Reproduce every entry exactly as shown.

-------- Dataset content --------

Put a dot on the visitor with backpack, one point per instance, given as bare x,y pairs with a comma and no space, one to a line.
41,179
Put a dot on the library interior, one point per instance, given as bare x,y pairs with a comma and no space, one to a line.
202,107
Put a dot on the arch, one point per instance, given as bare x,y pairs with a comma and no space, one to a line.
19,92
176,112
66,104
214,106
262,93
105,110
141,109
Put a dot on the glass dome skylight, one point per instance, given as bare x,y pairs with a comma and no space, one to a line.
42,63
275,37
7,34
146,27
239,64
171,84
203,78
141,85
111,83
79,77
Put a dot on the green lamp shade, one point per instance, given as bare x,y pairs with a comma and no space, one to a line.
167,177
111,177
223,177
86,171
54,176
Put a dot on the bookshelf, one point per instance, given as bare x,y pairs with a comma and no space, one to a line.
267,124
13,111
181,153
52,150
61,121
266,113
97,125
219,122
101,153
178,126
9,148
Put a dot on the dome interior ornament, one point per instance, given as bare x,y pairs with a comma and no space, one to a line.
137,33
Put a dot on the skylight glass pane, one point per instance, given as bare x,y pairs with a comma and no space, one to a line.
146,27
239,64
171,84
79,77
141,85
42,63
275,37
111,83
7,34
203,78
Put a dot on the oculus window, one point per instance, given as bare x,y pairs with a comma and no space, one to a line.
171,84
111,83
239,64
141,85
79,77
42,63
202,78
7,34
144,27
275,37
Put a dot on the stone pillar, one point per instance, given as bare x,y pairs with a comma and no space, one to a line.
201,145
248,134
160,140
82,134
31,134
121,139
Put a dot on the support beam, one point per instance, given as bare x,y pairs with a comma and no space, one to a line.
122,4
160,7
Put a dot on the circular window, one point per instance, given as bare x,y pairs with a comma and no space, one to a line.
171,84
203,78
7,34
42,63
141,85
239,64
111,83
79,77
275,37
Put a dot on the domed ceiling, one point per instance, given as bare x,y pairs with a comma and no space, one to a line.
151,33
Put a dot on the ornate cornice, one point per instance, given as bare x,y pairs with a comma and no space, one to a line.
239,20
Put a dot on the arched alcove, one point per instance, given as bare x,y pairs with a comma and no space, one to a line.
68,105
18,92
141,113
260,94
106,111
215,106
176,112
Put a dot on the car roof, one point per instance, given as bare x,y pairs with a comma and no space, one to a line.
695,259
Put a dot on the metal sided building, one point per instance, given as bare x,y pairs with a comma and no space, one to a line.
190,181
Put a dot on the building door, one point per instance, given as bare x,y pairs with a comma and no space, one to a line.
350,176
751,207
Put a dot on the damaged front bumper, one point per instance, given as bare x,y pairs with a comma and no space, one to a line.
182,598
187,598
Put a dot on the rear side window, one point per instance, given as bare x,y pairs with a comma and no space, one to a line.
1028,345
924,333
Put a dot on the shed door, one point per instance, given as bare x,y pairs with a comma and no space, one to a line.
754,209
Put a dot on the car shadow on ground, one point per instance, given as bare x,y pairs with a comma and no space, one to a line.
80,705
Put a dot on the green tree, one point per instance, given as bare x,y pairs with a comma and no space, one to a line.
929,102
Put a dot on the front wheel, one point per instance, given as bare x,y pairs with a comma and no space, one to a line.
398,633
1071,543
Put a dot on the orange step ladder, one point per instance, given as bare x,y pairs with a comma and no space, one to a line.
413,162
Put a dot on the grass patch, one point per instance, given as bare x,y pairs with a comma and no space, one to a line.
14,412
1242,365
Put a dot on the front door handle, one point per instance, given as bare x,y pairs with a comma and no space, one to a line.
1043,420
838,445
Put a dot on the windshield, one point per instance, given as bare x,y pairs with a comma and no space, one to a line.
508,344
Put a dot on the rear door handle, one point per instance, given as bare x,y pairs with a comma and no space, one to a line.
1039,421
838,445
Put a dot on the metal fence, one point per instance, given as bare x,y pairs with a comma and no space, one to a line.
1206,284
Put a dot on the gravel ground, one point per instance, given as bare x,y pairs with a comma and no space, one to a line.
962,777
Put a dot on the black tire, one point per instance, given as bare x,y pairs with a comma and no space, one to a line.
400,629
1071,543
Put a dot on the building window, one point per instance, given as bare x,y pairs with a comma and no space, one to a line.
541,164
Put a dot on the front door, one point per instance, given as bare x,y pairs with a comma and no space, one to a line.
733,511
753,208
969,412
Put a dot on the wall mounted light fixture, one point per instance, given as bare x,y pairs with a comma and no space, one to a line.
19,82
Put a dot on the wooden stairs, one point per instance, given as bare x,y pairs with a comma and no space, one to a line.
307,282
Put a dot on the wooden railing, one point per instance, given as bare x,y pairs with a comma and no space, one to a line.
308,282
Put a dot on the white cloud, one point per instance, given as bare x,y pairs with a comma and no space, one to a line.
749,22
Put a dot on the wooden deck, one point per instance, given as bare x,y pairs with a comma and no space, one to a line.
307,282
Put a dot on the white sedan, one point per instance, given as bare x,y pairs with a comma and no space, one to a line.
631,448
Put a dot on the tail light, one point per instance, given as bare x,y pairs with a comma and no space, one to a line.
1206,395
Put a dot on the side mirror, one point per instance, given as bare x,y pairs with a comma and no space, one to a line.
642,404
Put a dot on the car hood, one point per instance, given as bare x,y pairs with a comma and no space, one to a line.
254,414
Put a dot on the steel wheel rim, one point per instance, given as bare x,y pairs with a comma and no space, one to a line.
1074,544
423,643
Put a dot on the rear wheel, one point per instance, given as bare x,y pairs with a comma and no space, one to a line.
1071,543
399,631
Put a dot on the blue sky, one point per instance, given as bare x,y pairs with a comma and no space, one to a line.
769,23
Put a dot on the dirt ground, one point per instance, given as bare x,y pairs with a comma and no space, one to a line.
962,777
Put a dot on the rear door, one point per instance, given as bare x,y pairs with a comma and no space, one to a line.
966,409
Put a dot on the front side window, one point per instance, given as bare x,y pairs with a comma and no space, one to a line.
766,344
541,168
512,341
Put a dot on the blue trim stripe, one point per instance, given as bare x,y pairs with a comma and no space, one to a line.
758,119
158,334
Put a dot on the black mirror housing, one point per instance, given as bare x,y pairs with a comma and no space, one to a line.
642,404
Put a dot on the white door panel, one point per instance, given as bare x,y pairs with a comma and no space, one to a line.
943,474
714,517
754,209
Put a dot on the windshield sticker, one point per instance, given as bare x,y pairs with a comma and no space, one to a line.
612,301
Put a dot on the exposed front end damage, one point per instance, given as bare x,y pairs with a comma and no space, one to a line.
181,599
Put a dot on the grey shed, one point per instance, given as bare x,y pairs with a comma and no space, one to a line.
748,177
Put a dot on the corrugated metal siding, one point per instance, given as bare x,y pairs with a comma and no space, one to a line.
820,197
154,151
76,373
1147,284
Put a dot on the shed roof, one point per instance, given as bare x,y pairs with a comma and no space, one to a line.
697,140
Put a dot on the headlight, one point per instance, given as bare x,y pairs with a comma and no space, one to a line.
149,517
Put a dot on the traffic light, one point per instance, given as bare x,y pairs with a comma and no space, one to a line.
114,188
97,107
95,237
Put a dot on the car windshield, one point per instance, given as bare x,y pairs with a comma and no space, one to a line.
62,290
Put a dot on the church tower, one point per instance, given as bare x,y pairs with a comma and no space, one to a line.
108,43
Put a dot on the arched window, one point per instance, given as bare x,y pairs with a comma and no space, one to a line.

--------

=== Output of the exercise ===
Put a dot on the visitor with backpack, one point per instance, given as bare x,y pairs with a comma and no space, one to a line.
41,179
Put a dot on the library interior, one point per instance, given as bare x,y pairs with a comma and no space, one to a line.
202,107
Put a dot on the arch, one point per instance, given as bare x,y pairs with a comma and no space, one to a line.
19,92
176,112
66,104
214,106
262,93
105,110
141,109
Put a dot on the glass dome skylight, one point per instance, given as bare x,y pairs with a comma and no space, one to a line.
42,63
275,37
7,34
146,27
239,64
171,84
203,78
141,85
111,83
79,77
Put a dot on the green lamp shade, one point per instance, given as bare x,y pairs with a comma and no space, one to a line.
167,177
111,177
223,177
86,171
54,176
Put a dot on the bookshelf, one point per instance, given as bare x,y pairs with a comma and no space, one to a line.
267,124
13,111
181,153
52,150
61,121
266,113
97,125
219,122
101,153
178,126
9,148
Put a dot on the dome interior ornament, one point per instance, given as bare x,y pairs with a comma and no space, one to a line.
137,33
Put a dot on the skylight glass pane, one point per instance, given as bare x,y pairs with a comma and no space, one to a line.
146,27
239,64
171,84
79,77
141,85
42,63
275,37
111,83
7,34
203,78
Put a dot on the oculus window, one point per instance, given as bare x,y pairs with a comma and no space, one to a line.
171,84
111,83
239,64
141,85
79,77
42,63
202,78
7,34
144,27
275,37
Put a dot on the stone pillar, one point per instance, given as bare x,y pairs with a comma and no space, one to a line.
201,145
248,134
160,140
82,134
31,134
121,139
Put a dot on the support beam, one point per instance, given as bare x,y pairs with a comma and no space, one to a line.
122,4
160,7
Put a dot on the circular window, one point per instance, given as bare x,y pairs with a comma and no space, one to a line.
171,84
203,78
7,34
42,63
141,85
239,64
111,83
79,77
275,37
Put a dot on the domed ceiling, one point per instance, given as bare x,y pairs with a comma and no space, one to a line.
151,33
Put a dot on the ornate cornice, one point per instance, given as bare x,y pairs with a comma and no space, one to a line.
239,20
Put a dot on the arched alcove, one point per instance, given as bare x,y pairs with a comma and no space, one to a line.
68,105
18,92
141,113
260,94
106,111
215,106
176,112
Put a dot on the car roof, one point per instance, given as bare x,y pairs with a comma and no space, one to a line.
695,259
Put a dot on the metal sided building, one point per instance, given as bare x,y pairs with a comma and no space, one to a line.
190,181
Put a dot on the building door, one point per instance, given as bare x,y pairs with a comma and no space, one to a line.
350,176
751,207
Put a dot on the damaged front bumper, one point per instance, given as bare x,y pairs with a comma and no space, one to a line.
182,598
187,598
Put a dot on the rear side window, one point per instance, given as bare x,y pairs with a comma and no space, one to a line.
1028,345
924,333
Put a dot on the shed door, one point per instance, given as bare x,y pairs with a comma and no space, one to a line.
754,209
Put a dot on the car shadow on ground, one point per instance, given as bare x,y pairs with a comma and no space, one to a line.
80,705
Put a dot on the green tree, one point per instance, given as bare x,y pairs with a comma and no space, one to a line.
929,102
Put a dot on the front wheel, one point per instance, given as bare x,y pairs with a comma and no space, one to a line.
398,633
1071,543
Put a dot on the orange step ladder, one point per instance, given as bare x,y pairs with a comma and no space, one to a line.
413,162
Put a dot on the grass patch, one point per instance, given as bare x,y pairs with a comma and no space, one to a line.
14,412
1242,365
Put a dot on the front door handle, one point per instance, given as bare x,y pairs with a comma and no space, one to a line.
1043,420
838,445
Put a dot on the windshield, one point per instance, given as bare x,y pairs with a comma and no space, one to a line.
508,344
Put a dot on the rear door handle, one point per instance, given as bare x,y pairs with a comma and no space, one to a line.
1039,421
838,445
Put a dot on the metal fence, one point per instance, given as bare x,y pairs with a comma and no space, one to a line.
1206,284
Put a dot on the gravel ground, one point per instance, given as bare x,y pairs with a comma and no space, one to a line.
962,777
Put a dot on the black tire, one point per instance, given as bare x,y pairs with a comma and no space, one to a line.
400,629
1071,543
Put a dot on the building window, one point per instance, given as bare x,y pairs with a comma and no space, one to a line.
541,164
Put a dot on the front door, one point per instance, given as bare x,y pairs with a comma and no space, one to a line.
733,511
753,208
969,412
Put a dot on the wall mounted light fixture, one point per instance, given as bare x,y pairs with a comma and no space, one to a line.
19,82
Put a dot on the wooden stairs, one point per instance, given as bare x,y pairs with a comma and no space, one to a line.
307,282
Put a dot on the wooden railing, one point per instance, given as bare x,y pairs with a comma and no space, one to a line.
308,282
Put a dot on the white cloud, one point per instance, given as bare x,y pairs with a comma and no space, one to a line.
749,22
Put a dot on the wooden deck, one point per instance, given as bare x,y pairs with a comma and no space, one to a line.
307,282
Put a dot on the white sedan, one point per instance, given as bare x,y pairs with a comma and no space, one to a line.
631,448
Put a dot on the tail light, one point per instance, given as bare x,y pairs with a comma and no space, one to a line.
1206,395
Put a dot on the side mirror, one point per instance, given as bare x,y pairs with a comma and no space, one to a line.
642,404
Put a dot on the car hood, one point per instance, given as bare x,y pairs with a comma and no space, one to a line.
254,414
Put a dot on the steel wheel rim, one point per instance, given as bare x,y pairs with a comma and no space, one to a line.
1074,544
423,643
Put a dot on the rear wheel, one point per instance, given as bare x,y pairs with a comma and no space, one to a line.
1071,543
399,631
Put a dot on the blue sky, one point per instance, given as bare x,y pairs with a comma and no space, one to a line.
769,23
Put a dot on the dirt ground, one point per instance, given as bare x,y pairs with a comma and no space, one to a line.
962,777
Put a dot on the rear door, one point per instance, given as bare x,y pairs with a comma and no space, one to a line.
966,409
Put a dot on the front side window, one point per instance, given as bare x,y pairs with a comma and no space, one to a line.
766,344
541,168
512,341
Put a dot on the blue trim stripe, one point per instance, given as bare x,y pairs with a comma and no space, one to a line.
758,119
158,334
Put a dot on the black mirror housing, one point per instance, given as bare x,y pairs with a comma and no space, one to a line.
642,404
Put a dot on the white door panel, one point per instance, given as bare x,y pairs with a comma and no space, one to a line.
943,474
714,517
754,209
Put a dot on the windshield sticker, one point per instance, given as bare x,y pairs with a comma and no space, one to a line.
612,301
Put a dot on the exposed front end damage, one point per instance, given as bare x,y pairs with a comma and no space, one to a line.
181,599
Put a dot on the grey shed, one point per instance, given as bare x,y pairs with a comma and no space, one to a line.
748,177
Put a dot on the corrugated metal siding, one point per instance, given as bare x,y pairs with a comma and no space, one to a line.
820,197
154,151
76,373
1147,284
Put a dot on the shed roof, one point per instance, given as bare x,y pairs with a comma and no space, one to a line.
697,140
Put a dot on the headlight, one point per instance, given as bare x,y pairs with a comma and no space, one to a line.
149,517
Put a dot on the traffic light, one point per instance, given as bare x,y pairs with a comma and no space, one to a line.
114,188
97,107
95,237
Put a dot on the car windshield, one point per instance, given as bare x,y pairs with a comma and no space, one to a line.
62,290
Put a dot on the church tower, one point per instance, given as bare x,y pairs with a comma and no space, one to a line.
108,43
Put a dot on the arched window, one point per instance, given as bare x,y pairs with a comma and no space, one to a line.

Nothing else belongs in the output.